**Your objective**
Return each line of the records below that contains the string "staircase", copying the whole line. Matching is case-sensitive.

-- Start --

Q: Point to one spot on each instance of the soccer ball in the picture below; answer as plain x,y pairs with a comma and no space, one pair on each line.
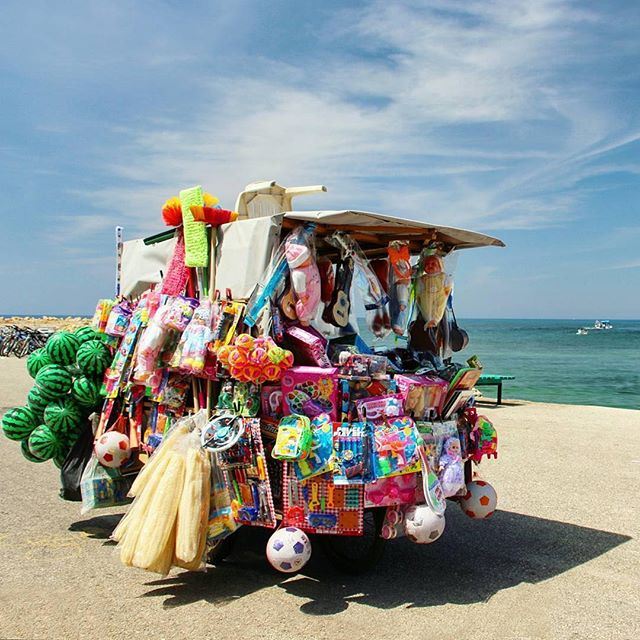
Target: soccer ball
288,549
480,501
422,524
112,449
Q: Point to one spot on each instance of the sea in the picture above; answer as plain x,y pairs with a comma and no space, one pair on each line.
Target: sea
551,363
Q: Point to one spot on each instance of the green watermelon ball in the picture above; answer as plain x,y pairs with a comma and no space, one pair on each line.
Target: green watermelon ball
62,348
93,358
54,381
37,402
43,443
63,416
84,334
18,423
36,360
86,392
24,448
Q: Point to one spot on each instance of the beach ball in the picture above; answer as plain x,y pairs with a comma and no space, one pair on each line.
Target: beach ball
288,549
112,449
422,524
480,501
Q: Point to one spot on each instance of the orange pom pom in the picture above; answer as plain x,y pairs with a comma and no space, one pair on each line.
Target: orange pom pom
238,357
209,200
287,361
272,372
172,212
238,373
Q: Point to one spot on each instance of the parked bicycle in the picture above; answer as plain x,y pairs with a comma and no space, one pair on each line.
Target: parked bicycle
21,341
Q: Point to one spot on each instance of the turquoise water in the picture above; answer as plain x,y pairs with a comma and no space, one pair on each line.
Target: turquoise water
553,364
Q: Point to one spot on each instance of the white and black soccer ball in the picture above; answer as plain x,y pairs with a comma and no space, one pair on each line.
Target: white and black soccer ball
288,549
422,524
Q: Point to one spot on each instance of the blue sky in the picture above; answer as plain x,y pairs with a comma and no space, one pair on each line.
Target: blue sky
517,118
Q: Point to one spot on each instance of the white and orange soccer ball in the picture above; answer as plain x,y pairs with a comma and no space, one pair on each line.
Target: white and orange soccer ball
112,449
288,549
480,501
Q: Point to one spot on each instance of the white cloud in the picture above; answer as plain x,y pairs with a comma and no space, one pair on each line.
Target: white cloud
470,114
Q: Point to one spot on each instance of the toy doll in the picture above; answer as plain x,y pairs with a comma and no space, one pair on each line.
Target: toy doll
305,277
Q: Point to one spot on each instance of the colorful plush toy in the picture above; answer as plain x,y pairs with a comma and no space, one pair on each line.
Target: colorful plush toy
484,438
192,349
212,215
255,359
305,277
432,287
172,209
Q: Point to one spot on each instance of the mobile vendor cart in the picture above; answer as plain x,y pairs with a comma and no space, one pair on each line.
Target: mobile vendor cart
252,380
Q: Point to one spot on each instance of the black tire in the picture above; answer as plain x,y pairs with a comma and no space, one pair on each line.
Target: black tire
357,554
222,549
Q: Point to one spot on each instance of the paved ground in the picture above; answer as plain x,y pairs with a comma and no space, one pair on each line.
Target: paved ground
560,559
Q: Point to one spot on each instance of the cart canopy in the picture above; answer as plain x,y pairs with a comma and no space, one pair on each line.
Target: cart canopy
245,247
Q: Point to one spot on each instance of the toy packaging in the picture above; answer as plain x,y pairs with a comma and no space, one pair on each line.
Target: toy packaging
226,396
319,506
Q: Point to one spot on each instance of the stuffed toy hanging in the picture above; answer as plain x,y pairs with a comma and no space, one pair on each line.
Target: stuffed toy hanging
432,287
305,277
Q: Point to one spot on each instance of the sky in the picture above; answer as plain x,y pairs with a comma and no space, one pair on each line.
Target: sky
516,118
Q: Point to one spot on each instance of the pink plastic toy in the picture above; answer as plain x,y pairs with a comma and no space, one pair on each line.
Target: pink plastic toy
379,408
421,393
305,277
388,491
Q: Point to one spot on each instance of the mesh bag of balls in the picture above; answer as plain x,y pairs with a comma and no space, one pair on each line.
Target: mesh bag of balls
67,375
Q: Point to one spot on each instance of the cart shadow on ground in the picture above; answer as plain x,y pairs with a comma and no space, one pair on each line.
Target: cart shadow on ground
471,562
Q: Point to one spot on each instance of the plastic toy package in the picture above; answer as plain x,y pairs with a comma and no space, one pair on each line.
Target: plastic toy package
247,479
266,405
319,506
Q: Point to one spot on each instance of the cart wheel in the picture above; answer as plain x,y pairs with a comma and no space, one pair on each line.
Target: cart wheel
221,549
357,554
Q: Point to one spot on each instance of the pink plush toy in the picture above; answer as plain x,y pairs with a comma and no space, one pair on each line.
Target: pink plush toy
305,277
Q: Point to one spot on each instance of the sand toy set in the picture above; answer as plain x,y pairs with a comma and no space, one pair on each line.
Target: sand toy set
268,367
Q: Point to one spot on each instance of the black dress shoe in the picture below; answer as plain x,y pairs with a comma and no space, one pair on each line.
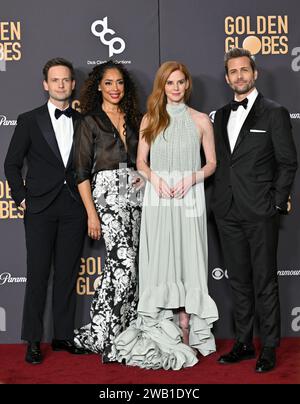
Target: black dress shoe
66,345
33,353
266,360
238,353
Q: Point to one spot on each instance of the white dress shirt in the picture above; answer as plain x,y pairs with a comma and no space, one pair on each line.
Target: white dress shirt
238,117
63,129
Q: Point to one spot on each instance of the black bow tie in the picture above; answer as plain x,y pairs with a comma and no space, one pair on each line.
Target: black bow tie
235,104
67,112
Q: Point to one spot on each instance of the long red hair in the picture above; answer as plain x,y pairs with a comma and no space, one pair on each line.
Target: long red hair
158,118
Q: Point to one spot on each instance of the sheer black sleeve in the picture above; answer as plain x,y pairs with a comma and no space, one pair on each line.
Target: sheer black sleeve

-- End --
-- Start --

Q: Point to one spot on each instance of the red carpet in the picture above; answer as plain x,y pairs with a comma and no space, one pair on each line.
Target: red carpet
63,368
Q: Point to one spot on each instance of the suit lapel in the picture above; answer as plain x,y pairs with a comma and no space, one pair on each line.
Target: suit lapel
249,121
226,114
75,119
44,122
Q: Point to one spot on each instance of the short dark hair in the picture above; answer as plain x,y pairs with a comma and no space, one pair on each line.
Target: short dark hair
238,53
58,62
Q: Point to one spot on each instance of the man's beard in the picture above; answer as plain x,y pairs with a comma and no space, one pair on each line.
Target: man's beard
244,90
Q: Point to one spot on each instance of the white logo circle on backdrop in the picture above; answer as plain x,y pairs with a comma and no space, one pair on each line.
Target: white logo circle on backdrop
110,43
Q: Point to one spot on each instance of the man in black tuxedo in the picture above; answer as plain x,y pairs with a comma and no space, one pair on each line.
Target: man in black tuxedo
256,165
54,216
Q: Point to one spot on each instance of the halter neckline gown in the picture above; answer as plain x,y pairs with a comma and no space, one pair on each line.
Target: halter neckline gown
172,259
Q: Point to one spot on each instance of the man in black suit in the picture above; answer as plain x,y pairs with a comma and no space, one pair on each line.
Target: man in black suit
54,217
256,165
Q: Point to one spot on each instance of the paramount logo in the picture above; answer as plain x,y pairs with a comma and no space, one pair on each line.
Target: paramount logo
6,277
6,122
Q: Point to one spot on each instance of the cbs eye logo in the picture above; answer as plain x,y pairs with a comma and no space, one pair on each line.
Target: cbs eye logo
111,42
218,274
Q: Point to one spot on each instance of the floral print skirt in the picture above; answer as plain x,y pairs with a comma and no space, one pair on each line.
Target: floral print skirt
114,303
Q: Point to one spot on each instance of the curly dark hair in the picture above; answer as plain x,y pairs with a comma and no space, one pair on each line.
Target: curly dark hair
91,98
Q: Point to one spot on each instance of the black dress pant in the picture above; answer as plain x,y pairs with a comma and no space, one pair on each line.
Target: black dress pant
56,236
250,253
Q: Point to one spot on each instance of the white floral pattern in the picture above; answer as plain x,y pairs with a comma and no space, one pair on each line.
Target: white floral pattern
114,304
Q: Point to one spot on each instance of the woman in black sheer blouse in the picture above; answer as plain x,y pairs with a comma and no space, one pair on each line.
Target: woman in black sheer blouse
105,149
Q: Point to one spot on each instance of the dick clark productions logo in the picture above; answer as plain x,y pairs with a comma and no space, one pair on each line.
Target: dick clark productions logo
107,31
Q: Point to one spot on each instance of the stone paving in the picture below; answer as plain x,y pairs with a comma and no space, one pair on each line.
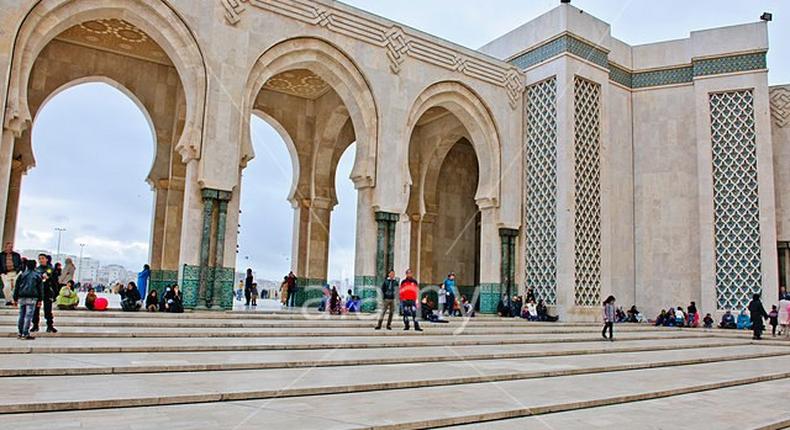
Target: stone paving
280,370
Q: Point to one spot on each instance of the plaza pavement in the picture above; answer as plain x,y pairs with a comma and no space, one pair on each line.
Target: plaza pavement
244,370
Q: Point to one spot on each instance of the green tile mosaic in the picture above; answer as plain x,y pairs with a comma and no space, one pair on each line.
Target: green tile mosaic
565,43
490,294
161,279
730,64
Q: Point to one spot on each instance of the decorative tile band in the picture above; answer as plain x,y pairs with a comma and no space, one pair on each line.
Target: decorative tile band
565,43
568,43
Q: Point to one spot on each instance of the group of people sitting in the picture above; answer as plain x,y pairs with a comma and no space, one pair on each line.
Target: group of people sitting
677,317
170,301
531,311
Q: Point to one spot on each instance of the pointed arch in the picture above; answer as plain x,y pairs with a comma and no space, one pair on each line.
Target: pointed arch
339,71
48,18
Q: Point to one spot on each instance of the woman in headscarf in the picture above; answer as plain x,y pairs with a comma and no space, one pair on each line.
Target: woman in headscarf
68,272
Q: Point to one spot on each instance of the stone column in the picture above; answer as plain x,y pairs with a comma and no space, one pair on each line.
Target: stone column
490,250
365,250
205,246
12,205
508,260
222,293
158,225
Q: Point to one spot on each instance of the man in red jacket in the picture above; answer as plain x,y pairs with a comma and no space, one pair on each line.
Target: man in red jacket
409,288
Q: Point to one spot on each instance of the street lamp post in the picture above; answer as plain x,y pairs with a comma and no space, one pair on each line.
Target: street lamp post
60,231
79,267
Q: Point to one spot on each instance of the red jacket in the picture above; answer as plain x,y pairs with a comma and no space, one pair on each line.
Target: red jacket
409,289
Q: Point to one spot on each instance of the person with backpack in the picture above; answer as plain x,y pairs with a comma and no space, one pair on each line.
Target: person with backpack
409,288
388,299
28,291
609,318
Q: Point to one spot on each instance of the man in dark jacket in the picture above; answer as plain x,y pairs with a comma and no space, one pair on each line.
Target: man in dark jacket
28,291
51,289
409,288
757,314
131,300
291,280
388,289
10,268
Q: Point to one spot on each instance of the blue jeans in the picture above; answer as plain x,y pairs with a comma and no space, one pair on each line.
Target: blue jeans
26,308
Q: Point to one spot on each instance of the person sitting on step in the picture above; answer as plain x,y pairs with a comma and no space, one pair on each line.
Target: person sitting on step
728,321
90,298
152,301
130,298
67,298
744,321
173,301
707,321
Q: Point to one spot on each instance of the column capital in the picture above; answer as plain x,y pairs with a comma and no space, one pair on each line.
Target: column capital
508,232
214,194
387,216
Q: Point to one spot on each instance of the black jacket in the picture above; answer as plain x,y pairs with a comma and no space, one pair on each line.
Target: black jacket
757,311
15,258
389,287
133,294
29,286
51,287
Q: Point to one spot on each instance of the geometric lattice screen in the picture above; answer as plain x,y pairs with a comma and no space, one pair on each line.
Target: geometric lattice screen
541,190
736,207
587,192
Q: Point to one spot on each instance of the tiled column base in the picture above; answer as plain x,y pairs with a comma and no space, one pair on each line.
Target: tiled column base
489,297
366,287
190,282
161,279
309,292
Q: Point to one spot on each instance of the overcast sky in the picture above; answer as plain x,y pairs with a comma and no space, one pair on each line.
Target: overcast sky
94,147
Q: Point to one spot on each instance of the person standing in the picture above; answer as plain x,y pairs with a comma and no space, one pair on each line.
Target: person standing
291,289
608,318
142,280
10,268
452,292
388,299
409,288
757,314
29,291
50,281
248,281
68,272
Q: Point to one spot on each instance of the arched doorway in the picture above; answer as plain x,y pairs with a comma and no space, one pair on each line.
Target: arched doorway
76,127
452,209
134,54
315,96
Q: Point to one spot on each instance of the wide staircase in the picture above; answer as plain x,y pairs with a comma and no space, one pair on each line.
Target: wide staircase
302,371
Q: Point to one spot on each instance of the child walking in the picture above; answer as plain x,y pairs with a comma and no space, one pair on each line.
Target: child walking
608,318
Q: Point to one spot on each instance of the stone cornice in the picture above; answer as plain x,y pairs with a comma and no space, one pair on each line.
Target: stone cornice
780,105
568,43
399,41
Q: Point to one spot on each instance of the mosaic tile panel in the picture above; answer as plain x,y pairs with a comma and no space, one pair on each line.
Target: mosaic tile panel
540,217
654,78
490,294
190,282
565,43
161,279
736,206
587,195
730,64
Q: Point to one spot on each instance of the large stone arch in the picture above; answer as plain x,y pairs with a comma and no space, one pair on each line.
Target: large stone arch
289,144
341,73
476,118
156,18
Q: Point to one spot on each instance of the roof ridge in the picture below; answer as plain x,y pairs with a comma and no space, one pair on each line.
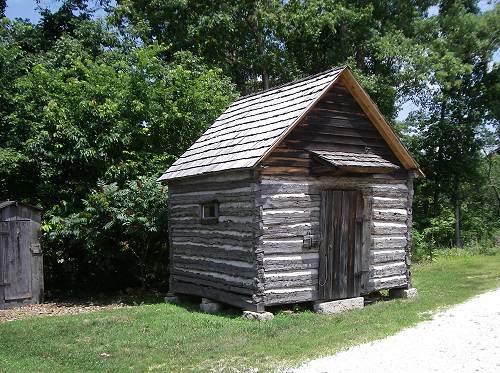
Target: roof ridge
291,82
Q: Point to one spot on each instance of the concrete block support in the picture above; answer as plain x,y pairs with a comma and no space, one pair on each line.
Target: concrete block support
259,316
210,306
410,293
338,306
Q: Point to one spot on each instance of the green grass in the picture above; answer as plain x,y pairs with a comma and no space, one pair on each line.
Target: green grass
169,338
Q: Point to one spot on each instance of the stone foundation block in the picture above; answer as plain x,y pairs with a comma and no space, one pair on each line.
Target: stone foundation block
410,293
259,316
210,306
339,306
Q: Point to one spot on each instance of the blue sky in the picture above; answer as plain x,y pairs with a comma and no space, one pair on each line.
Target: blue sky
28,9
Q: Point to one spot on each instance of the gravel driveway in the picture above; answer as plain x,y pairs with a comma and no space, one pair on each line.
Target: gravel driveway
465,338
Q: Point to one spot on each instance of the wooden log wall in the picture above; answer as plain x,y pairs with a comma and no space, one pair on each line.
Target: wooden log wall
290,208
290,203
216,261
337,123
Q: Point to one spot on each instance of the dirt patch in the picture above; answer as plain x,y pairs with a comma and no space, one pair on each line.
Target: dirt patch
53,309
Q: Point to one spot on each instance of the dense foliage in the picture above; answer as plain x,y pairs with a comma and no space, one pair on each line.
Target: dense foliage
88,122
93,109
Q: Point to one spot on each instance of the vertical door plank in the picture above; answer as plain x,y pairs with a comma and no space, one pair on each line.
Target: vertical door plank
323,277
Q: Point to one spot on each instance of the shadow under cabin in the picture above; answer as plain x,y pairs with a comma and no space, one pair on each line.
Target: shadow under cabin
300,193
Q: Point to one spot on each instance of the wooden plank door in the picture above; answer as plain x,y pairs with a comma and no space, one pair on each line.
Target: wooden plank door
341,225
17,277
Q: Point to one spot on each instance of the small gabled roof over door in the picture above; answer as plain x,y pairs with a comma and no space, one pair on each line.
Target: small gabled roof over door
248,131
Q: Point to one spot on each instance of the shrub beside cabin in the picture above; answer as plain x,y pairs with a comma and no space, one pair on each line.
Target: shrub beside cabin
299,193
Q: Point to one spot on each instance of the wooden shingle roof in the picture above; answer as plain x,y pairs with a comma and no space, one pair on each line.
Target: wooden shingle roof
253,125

-- End --

**Task result**
Q: Point to one spot on each instance of the wide staircase in the picture above; answer as plain x,y pairs with a comma and no space, one pair on each line.
Target: wide staircase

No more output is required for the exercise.